- Exercise prompt -
Copy out only the records from the line containing "Please drop a marker on every instance of the palm" through the line containing "<point>130,629</point>". Replace "palm tree" with "coconut palm" and change nothing else.

- Data rows -

Begin

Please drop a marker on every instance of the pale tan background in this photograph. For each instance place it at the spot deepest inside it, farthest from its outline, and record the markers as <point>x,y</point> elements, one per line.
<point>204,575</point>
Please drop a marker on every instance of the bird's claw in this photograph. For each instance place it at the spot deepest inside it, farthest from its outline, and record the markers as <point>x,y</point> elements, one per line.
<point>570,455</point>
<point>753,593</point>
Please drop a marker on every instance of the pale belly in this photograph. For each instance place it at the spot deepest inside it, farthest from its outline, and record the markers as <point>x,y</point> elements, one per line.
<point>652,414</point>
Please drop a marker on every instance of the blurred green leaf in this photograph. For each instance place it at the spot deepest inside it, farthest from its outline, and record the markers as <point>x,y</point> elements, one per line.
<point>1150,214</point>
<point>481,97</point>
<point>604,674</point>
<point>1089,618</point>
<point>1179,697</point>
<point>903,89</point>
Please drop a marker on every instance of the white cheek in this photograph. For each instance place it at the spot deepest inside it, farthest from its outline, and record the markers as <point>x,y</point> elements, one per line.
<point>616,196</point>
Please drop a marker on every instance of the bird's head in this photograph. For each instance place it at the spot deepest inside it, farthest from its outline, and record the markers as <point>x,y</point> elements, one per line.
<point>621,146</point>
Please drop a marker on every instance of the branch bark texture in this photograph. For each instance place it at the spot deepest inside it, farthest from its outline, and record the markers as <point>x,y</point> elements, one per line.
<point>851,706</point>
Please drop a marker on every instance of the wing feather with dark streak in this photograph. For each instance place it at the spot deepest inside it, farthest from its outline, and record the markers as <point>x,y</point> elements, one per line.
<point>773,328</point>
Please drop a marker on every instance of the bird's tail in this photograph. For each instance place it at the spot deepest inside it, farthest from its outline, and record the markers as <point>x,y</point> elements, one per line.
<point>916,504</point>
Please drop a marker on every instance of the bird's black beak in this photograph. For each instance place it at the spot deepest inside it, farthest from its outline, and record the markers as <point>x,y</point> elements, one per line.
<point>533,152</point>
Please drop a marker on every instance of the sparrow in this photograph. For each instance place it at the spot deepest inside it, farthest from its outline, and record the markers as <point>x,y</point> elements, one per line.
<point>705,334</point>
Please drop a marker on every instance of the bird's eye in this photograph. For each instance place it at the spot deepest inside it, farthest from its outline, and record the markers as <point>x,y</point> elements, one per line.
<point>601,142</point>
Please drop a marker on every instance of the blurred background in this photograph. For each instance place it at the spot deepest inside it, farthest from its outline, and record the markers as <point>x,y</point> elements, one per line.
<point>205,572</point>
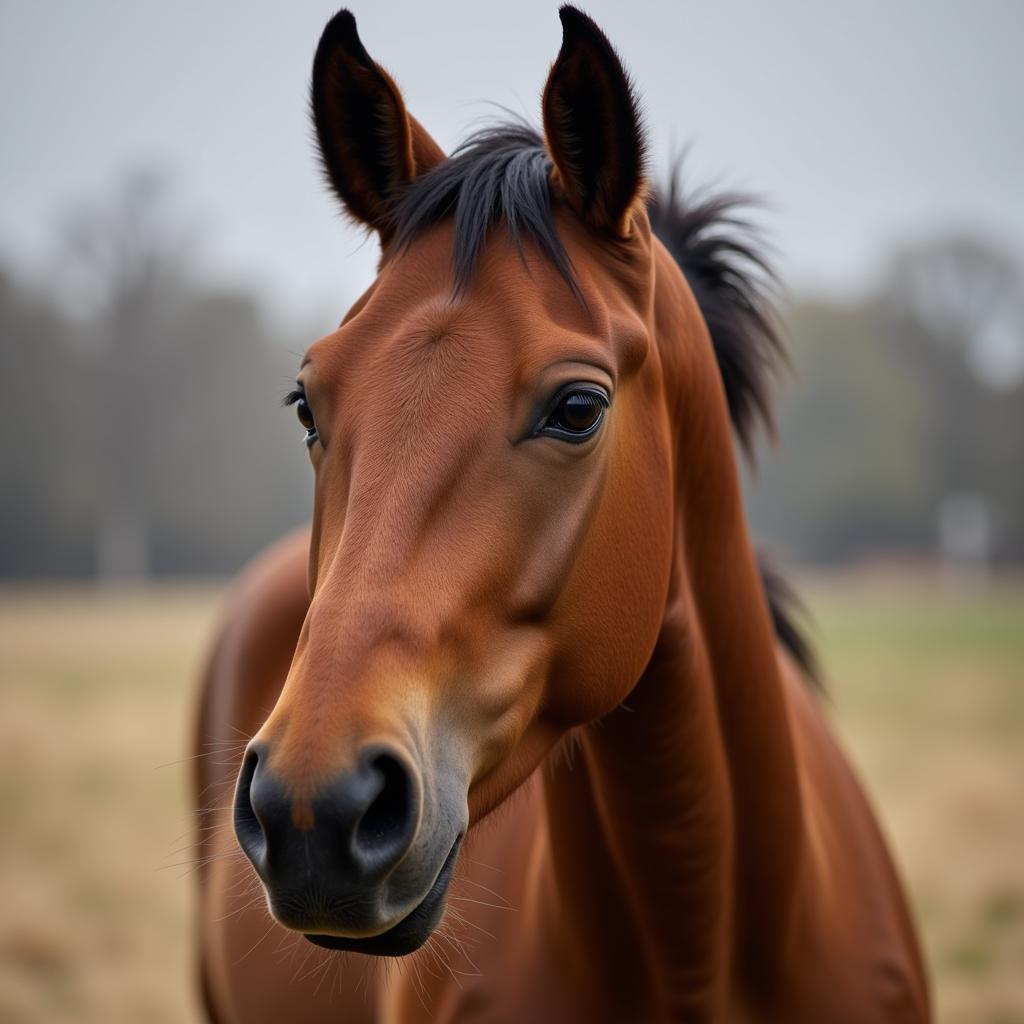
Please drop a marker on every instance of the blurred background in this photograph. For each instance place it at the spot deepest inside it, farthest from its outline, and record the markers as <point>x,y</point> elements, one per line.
<point>167,251</point>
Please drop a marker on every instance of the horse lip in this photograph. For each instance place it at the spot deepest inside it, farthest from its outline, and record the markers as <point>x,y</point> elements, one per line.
<point>409,932</point>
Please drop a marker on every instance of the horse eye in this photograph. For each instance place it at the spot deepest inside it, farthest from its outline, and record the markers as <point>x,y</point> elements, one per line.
<point>577,415</point>
<point>304,414</point>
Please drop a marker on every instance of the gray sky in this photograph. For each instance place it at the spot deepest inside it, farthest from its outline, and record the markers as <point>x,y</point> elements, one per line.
<point>862,122</point>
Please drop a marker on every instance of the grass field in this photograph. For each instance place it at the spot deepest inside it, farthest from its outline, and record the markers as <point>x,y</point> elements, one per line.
<point>96,694</point>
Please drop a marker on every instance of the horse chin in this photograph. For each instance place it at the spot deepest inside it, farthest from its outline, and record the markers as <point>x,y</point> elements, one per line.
<point>412,931</point>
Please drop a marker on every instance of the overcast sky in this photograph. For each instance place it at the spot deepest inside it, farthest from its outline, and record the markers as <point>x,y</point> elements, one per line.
<point>863,123</point>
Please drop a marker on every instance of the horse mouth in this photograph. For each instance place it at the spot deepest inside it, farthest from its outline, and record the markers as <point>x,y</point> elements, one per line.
<point>410,933</point>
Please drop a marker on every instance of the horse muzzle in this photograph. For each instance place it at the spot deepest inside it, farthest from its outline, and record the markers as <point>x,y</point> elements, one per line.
<point>364,864</point>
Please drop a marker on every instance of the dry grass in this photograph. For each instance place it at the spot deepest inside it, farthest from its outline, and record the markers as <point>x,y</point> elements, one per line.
<point>95,694</point>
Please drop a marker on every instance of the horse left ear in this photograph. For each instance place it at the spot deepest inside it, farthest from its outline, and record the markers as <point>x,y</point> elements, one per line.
<point>593,128</point>
<point>370,144</point>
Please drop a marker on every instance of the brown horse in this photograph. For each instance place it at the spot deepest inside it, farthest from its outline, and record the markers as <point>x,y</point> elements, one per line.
<point>516,700</point>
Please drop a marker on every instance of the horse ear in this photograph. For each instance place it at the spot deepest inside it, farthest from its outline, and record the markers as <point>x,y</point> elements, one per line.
<point>369,143</point>
<point>592,126</point>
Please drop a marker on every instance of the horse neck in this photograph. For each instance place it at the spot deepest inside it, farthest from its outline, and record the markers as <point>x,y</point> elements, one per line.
<point>690,785</point>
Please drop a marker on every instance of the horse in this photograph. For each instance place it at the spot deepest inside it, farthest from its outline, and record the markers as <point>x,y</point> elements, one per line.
<point>528,734</point>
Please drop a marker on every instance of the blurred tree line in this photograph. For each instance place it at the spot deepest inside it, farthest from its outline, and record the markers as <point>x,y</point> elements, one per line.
<point>905,407</point>
<point>141,430</point>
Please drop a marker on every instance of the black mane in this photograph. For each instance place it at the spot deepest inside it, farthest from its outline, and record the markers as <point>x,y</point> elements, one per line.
<point>502,173</point>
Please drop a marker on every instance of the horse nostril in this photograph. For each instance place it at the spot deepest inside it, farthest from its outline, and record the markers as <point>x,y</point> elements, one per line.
<point>248,827</point>
<point>385,827</point>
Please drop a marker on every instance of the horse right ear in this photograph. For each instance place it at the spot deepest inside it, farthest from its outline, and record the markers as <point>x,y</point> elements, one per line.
<point>370,145</point>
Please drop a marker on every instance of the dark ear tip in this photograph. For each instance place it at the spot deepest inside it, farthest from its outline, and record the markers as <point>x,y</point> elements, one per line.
<point>576,24</point>
<point>341,31</point>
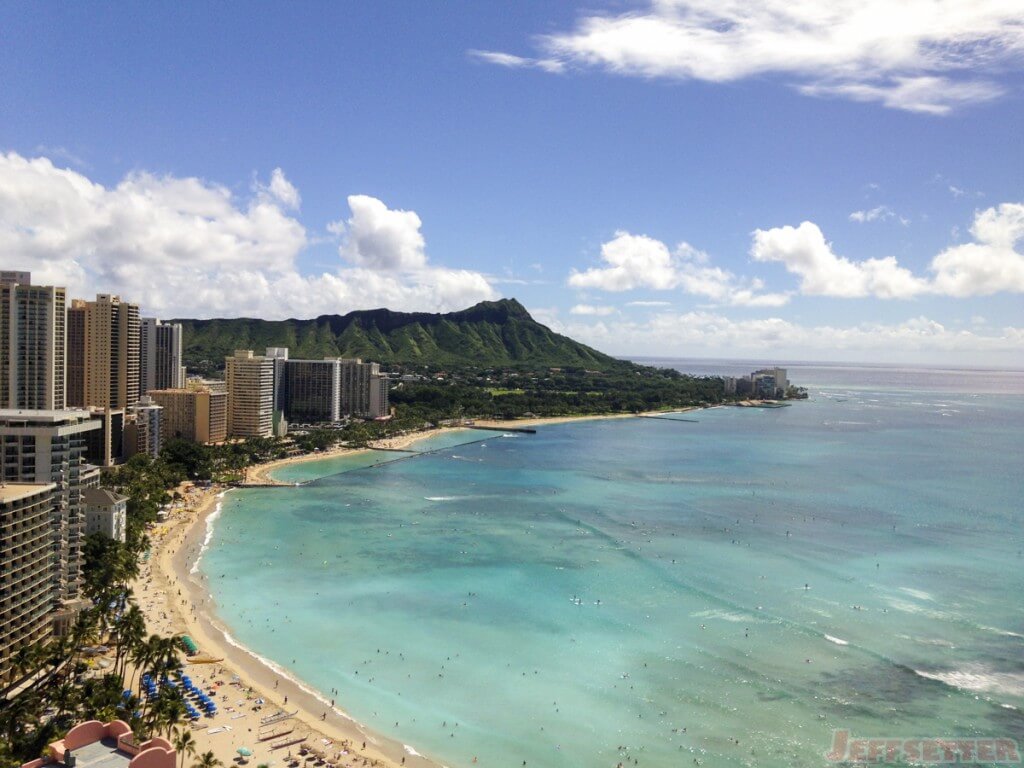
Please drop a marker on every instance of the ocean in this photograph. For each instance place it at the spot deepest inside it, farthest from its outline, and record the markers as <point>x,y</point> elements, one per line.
<point>729,586</point>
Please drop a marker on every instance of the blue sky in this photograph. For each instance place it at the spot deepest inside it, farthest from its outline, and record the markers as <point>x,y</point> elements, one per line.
<point>682,177</point>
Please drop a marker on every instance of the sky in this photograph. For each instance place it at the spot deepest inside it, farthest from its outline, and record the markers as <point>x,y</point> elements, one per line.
<point>788,179</point>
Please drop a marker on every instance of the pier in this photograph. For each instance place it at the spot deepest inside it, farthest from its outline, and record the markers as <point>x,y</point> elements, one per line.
<point>523,430</point>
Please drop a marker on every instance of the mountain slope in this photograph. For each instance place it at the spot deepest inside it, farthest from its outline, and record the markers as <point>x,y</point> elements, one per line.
<point>492,333</point>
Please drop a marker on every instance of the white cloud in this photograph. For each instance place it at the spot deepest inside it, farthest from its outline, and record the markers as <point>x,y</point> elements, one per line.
<point>638,261</point>
<point>880,213</point>
<point>382,239</point>
<point>804,251</point>
<point>704,334</point>
<point>518,62</point>
<point>283,190</point>
<point>602,311</point>
<point>185,247</point>
<point>990,264</point>
<point>920,55</point>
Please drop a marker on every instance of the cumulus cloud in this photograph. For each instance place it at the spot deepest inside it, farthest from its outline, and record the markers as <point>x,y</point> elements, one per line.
<point>880,213</point>
<point>186,247</point>
<point>592,310</point>
<point>634,261</point>
<point>804,251</point>
<point>382,239</point>
<point>990,264</point>
<point>705,333</point>
<point>920,55</point>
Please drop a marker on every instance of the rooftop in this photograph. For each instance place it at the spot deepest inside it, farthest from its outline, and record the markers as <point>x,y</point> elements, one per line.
<point>102,754</point>
<point>12,492</point>
<point>53,417</point>
<point>101,496</point>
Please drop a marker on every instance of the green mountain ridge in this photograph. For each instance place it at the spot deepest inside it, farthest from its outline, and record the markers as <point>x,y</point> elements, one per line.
<point>489,334</point>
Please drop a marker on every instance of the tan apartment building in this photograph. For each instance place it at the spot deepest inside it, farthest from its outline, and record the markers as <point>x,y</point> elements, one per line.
<point>250,394</point>
<point>105,341</point>
<point>27,576</point>
<point>195,414</point>
<point>160,355</point>
<point>32,344</point>
<point>364,389</point>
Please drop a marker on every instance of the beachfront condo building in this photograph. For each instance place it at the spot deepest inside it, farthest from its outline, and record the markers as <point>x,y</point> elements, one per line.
<point>105,513</point>
<point>364,390</point>
<point>143,430</point>
<point>311,390</point>
<point>47,448</point>
<point>196,414</point>
<point>104,445</point>
<point>250,394</point>
<point>75,353</point>
<point>32,344</point>
<point>160,355</point>
<point>27,576</point>
<point>107,342</point>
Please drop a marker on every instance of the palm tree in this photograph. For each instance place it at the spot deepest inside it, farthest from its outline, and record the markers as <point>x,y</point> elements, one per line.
<point>185,744</point>
<point>174,713</point>
<point>207,760</point>
<point>130,629</point>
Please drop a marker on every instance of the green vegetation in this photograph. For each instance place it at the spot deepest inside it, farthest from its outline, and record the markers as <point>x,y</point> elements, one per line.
<point>492,333</point>
<point>515,392</point>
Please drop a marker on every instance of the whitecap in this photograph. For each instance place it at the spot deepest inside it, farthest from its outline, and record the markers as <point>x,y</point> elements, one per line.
<point>916,593</point>
<point>979,679</point>
<point>210,519</point>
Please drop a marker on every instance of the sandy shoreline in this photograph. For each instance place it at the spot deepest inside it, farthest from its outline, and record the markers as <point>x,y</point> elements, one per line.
<point>175,600</point>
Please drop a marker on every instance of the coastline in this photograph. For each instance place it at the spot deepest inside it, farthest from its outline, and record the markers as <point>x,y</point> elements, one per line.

End

- Answer in full -
Please drop a marker on every instance of the coconut palm in this photograph. For each instance place it at the spot deepest inside it, farthest from its outline, and record the markers as <point>x,y</point> elements, one per line.
<point>185,744</point>
<point>174,713</point>
<point>207,760</point>
<point>130,629</point>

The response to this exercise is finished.